Print every row below verbatim, omitting the pictures.

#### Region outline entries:
## Begin

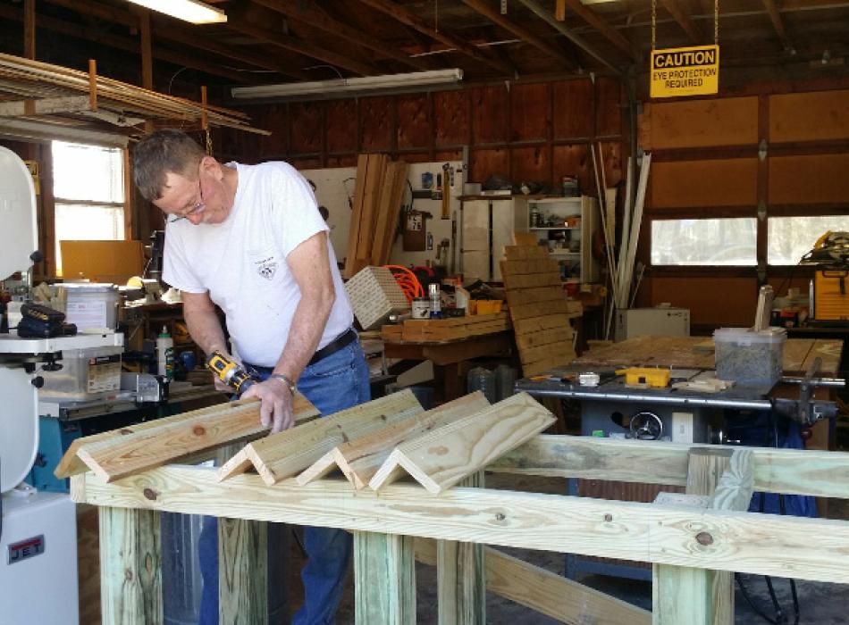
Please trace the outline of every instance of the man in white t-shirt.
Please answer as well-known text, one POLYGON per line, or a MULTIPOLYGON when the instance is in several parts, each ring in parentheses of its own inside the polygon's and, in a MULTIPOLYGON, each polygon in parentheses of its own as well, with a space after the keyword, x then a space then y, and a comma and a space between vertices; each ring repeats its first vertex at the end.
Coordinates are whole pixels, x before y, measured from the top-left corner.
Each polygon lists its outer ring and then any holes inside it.
MULTIPOLYGON (((285 162, 220 163, 177 130, 142 139, 133 165, 141 195, 166 216, 163 280, 180 289, 189 332, 206 354, 229 353, 215 306, 223 311, 235 351, 263 377, 242 396, 260 398, 262 423, 272 432, 293 425, 296 384, 323 415, 368 401, 350 304, 307 180, 285 162)), ((201 623, 218 616, 213 526, 205 523, 206 543, 201 537, 201 623)), ((332 622, 350 536, 306 528, 304 542, 306 596, 292 622, 332 622)))

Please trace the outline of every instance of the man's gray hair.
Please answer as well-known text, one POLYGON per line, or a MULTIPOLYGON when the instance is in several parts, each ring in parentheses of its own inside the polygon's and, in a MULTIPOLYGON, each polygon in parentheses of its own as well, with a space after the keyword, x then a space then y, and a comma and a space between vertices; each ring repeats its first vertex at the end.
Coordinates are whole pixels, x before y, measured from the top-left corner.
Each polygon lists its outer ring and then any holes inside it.
POLYGON ((136 144, 132 151, 132 177, 148 202, 162 197, 165 177, 177 173, 194 179, 206 153, 185 132, 162 129, 136 144))

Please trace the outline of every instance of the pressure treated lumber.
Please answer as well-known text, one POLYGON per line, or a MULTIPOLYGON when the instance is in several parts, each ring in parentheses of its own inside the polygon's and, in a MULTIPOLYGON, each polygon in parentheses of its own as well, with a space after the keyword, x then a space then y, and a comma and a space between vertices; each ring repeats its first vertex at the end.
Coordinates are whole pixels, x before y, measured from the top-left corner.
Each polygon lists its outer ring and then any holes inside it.
POLYGON ((396 445, 483 410, 490 403, 475 391, 438 408, 398 421, 377 431, 333 447, 296 479, 303 486, 339 469, 357 490, 365 488, 396 445))
MULTIPOLYGON (((436 542, 416 539, 416 559, 436 564, 436 542)), ((512 555, 483 547, 486 589, 568 623, 650 625, 651 612, 512 555)))
MULTIPOLYGON (((700 446, 543 434, 505 454, 486 470, 686 486, 690 449, 700 446)), ((769 447, 736 449, 752 453, 754 490, 838 498, 845 498, 849 492, 849 454, 769 447)))
POLYGON ((439 495, 553 422, 551 412, 519 393, 398 446, 368 485, 378 490, 407 472, 439 495))
MULTIPOLYGON (((776 450, 786 452, 786 450, 776 450)), ((776 462, 781 462, 777 458, 776 462)), ((644 465, 635 466, 634 479, 644 465)), ((354 491, 322 479, 273 488, 256 475, 218 482, 214 469, 159 467, 104 483, 71 479, 74 501, 624 558, 693 568, 849 582, 849 523, 831 519, 693 511, 488 488, 450 488, 423 497, 415 484, 354 491), (707 532, 712 542, 697 538, 707 532), (816 540, 811 540, 816 537, 816 540)))
POLYGON ((229 479, 253 466, 268 486, 302 471, 333 447, 423 412, 409 389, 248 443, 218 471, 229 479))
MULTIPOLYGON (((55 474, 68 477, 86 471, 87 466, 101 479, 113 481, 195 452, 258 435, 269 429, 260 423, 259 406, 257 399, 221 404, 78 438, 59 462, 55 474)), ((295 396, 293 410, 296 421, 318 414, 299 393, 295 396)))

## End

#### RESPONSE BELOW:
Please trace the outline of every instance of the man in white t-shirt.
Please answer as well-known text, one POLYGON per line, or a MULTIPOLYGON when the instance is in several parts, each ring in parentheses of its own inside the polygon's and, in a MULTIPOLYGON, each polygon in parentheses of its own as well, with a space after the keyword, x then a space then y, and a comma and a space between vertices; each ring repeats its first vertex at the end.
Coordinates are whole pixels, x before y, measured from the top-left corner.
Each polygon lists its outer ring and then any holes inside it.
MULTIPOLYGON (((285 162, 220 163, 177 130, 142 139, 133 165, 141 195, 166 216, 163 280, 180 289, 189 332, 206 354, 229 353, 215 306, 223 311, 235 351, 263 377, 242 396, 260 398, 262 423, 272 432, 293 425, 296 384, 323 415, 368 401, 350 304, 307 180, 285 162)), ((201 623, 218 616, 213 526, 205 523, 206 543, 201 537, 201 623)), ((332 622, 350 536, 306 528, 304 542, 306 596, 292 622, 332 622)))

Please trace the outline of every instance of the man's gray hair.
Please answer as well-known text, one POLYGON per line, or a MULTIPOLYGON when the instance is in several parts, each ring in parentheses of its own inside the polygon's and, in a MULTIPOLYGON, each polygon in parentheses of its own as well, with a space after the keyword, x then a space then y, and a comma and a space between vertices; each ring repeats its first vertex at the end.
Coordinates are whole pixels, x before y, measured from the top-left corner.
Each polygon lists its outer ring and then any holes inside it.
POLYGON ((136 144, 132 151, 132 177, 148 202, 162 197, 165 177, 177 173, 194 179, 206 153, 185 132, 162 129, 136 144))

Please trace the outline of every instance of the pressure treated lumber.
Please answer as well-known text, one POLYGON per line, or a MULTIPOLYGON when the instance is in several parts, each ring in parentheses of its own inside the polygon's and, in a MULTIPOLYGON, each polygon in parentheses of its own as well, with a space after the keyword, x then a space then y, and a comma and a space between vertices; each ring repeats its first vertex at the end.
Coordinates are whole pixels, x before y, measured from the top-left corner.
Each polygon lists its outer ring and then any holes inside it.
POLYGON ((396 445, 483 410, 490 403, 475 391, 438 408, 398 421, 377 431, 333 447, 296 479, 303 486, 339 469, 357 490, 365 488, 396 445))
MULTIPOLYGON (((436 542, 416 539, 416 559, 436 564, 436 542)), ((512 555, 483 547, 486 589, 568 623, 650 625, 651 612, 512 555)))
MULTIPOLYGON (((700 446, 543 434, 505 454, 486 470, 686 486, 690 449, 700 446)), ((769 447, 736 449, 752 453, 754 490, 838 498, 845 498, 849 492, 849 454, 769 447)))
POLYGON ((439 495, 553 422, 551 412, 519 393, 398 446, 368 485, 378 490, 407 472, 439 495))
MULTIPOLYGON (((776 450, 786 452, 786 450, 776 450)), ((776 462, 781 462, 777 458, 776 462)), ((644 465, 635 466, 634 479, 644 465)), ((354 491, 322 479, 273 488, 256 475, 218 482, 214 469, 159 467, 104 483, 71 479, 74 501, 624 558, 693 568, 849 582, 849 523, 831 519, 693 511, 488 488, 450 488, 423 497, 415 484, 354 491), (707 532, 712 542, 697 538, 707 532), (816 540, 811 540, 816 537, 816 540)))
POLYGON ((229 479, 253 466, 268 486, 302 471, 333 447, 423 412, 409 389, 248 443, 218 471, 229 479))
MULTIPOLYGON (((55 474, 68 477, 86 471, 87 466, 101 479, 113 481, 195 452, 258 435, 269 429, 260 423, 259 406, 257 399, 221 404, 78 438, 59 462, 55 474)), ((295 396, 293 410, 296 421, 318 414, 299 393, 295 396)))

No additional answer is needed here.